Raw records
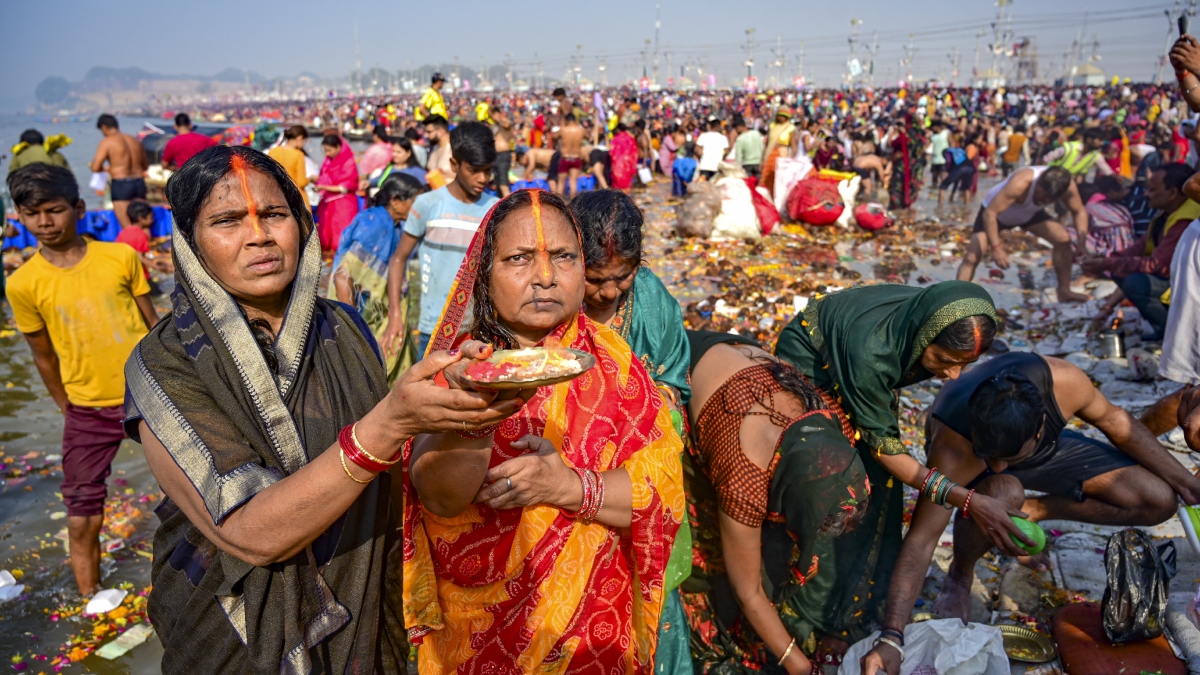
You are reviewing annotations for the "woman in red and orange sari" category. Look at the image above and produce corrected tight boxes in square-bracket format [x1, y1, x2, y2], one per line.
[403, 190, 685, 674]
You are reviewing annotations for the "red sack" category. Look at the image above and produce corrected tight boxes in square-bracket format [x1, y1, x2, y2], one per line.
[787, 178, 845, 225]
[854, 202, 893, 232]
[746, 175, 779, 237]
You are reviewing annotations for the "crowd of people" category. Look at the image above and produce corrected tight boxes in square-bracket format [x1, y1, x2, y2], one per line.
[7, 36, 1200, 675]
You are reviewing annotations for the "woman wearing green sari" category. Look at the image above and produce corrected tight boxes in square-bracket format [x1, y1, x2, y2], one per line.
[571, 190, 691, 674]
[775, 281, 1016, 661]
[329, 172, 424, 382]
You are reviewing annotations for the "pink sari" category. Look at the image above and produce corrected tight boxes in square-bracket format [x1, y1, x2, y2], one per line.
[317, 141, 359, 251]
[608, 131, 637, 190]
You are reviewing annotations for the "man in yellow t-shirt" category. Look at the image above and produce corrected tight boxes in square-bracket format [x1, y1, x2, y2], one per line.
[413, 72, 450, 121]
[8, 165, 158, 596]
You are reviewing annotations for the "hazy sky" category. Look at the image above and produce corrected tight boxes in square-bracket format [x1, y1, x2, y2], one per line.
[0, 0, 1172, 109]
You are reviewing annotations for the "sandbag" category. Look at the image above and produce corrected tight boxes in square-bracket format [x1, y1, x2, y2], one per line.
[746, 177, 779, 237]
[713, 175, 762, 239]
[787, 178, 845, 225]
[676, 183, 721, 239]
[854, 202, 895, 232]
[1100, 527, 1175, 644]
[768, 155, 812, 217]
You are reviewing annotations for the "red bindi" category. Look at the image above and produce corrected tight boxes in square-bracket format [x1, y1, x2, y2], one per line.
[230, 155, 263, 235]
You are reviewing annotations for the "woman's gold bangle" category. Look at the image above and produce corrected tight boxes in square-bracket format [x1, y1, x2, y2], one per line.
[775, 638, 796, 665]
[337, 448, 374, 485]
[350, 422, 400, 466]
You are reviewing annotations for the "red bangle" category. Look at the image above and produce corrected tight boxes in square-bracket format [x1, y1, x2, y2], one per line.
[962, 490, 974, 520]
[920, 466, 937, 495]
[337, 424, 390, 473]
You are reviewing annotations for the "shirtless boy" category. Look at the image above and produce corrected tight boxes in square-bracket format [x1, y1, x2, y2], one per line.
[91, 114, 150, 227]
[958, 167, 1091, 303]
[556, 113, 583, 195]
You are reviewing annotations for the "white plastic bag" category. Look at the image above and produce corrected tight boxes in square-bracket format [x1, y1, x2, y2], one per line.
[712, 177, 762, 239]
[83, 589, 130, 615]
[772, 154, 812, 214]
[836, 175, 863, 229]
[838, 619, 1009, 675]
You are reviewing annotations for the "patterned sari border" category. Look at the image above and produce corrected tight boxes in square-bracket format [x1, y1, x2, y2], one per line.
[125, 346, 278, 524]
[172, 229, 320, 476]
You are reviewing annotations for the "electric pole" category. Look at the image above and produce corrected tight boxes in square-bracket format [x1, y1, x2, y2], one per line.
[971, 28, 984, 85]
[653, 5, 671, 84]
[846, 19, 863, 86]
[743, 28, 754, 77]
[350, 20, 360, 94]
[770, 35, 787, 89]
[662, 40, 674, 84]
[866, 30, 880, 86]
[904, 32, 917, 84]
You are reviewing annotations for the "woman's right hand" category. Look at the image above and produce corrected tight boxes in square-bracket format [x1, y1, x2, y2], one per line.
[858, 643, 900, 675]
[379, 315, 408, 358]
[358, 350, 524, 449]
[445, 340, 538, 401]
[1168, 35, 1200, 74]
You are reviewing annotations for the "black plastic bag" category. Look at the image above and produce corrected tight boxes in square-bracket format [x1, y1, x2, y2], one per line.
[1100, 527, 1175, 644]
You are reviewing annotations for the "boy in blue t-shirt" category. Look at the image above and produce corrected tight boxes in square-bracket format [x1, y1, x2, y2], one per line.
[380, 121, 497, 358]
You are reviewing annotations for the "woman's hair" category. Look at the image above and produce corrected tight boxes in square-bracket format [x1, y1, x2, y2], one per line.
[571, 190, 643, 267]
[450, 121, 496, 168]
[20, 129, 46, 145]
[8, 162, 79, 208]
[757, 358, 829, 412]
[470, 190, 582, 350]
[934, 315, 996, 356]
[388, 130, 421, 167]
[373, 171, 425, 207]
[165, 145, 312, 372]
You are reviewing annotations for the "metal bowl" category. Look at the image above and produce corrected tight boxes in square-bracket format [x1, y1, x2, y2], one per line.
[464, 347, 596, 389]
[996, 625, 1057, 663]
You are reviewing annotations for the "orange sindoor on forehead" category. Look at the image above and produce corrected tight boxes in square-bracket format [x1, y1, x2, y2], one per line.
[529, 190, 551, 276]
[232, 155, 263, 235]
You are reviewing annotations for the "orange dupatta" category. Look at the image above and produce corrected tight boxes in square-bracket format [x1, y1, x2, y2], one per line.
[403, 189, 685, 674]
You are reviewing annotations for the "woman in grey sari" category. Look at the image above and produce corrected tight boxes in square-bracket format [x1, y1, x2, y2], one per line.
[126, 147, 521, 674]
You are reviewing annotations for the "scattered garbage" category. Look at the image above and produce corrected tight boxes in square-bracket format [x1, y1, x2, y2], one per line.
[96, 623, 154, 661]
[0, 569, 25, 603]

**GIVEN PROBLEM**.
Could you copy out, word for word, the records from their start through the line containing "[746, 175, 779, 237]", including that line? Leave the pictures out of your copy.

**RESPONSE TO THIS TASK**.
You are reviewing annotations for the "woman in red and orange sari" category. Look at the image above and produce corrected tight boxes in square-bracket format [x1, y1, x2, y2], one per line.
[403, 190, 685, 674]
You are reviewing annotations for the "red sack" category. Look at the image above and produce corrected tight boxes in square-bracket format [x1, y1, x2, y2], one per line.
[787, 178, 845, 225]
[854, 202, 893, 232]
[746, 175, 779, 237]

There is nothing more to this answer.